> **Entries**:

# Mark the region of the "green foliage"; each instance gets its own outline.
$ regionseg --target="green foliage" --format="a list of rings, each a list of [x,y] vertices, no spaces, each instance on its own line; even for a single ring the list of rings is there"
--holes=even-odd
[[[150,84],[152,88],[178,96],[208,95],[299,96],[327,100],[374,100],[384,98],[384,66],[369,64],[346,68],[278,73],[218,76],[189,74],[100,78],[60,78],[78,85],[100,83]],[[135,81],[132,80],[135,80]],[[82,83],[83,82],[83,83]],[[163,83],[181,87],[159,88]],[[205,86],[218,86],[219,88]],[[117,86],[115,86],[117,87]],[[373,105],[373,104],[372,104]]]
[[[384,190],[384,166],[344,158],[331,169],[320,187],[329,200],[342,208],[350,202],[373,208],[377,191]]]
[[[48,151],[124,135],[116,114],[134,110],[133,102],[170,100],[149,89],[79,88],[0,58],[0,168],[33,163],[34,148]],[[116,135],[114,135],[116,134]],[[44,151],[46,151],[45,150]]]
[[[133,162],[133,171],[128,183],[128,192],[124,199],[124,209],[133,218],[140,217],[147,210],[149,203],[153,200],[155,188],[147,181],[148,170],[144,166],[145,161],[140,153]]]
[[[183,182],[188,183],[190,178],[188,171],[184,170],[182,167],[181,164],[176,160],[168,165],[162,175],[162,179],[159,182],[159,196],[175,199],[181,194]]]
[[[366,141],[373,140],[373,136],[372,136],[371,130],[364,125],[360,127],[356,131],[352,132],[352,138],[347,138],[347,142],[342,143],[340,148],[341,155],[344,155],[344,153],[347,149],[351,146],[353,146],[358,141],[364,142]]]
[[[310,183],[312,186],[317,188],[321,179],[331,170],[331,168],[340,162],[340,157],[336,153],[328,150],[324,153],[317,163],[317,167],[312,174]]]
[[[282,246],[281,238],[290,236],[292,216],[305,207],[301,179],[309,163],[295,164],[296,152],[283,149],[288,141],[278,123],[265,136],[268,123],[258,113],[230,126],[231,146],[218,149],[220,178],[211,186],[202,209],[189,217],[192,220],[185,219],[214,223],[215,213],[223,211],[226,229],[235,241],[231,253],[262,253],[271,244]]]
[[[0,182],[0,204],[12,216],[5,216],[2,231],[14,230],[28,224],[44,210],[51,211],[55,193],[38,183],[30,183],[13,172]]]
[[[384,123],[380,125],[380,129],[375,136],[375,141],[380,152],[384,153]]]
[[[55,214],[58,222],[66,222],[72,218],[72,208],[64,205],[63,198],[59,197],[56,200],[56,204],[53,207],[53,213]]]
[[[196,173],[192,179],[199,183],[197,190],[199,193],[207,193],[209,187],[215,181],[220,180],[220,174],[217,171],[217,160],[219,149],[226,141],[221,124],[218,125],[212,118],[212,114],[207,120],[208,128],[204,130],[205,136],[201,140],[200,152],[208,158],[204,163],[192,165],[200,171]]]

> **Written problem**:
Please copy the data from its first line through the line containing "--holes=even-odd", including both ends, and reproduce each line unchanged.

> **Solved problem**:
# Mark the region of the "green foliage"; each instance gets its own outline.
$ regionseg --target="green foliage" --format="a list of rings, each a list of [x,y] vertices, no spaces, each instance on its own line; even for a single ring the list of rings is there"
--holes=even-odd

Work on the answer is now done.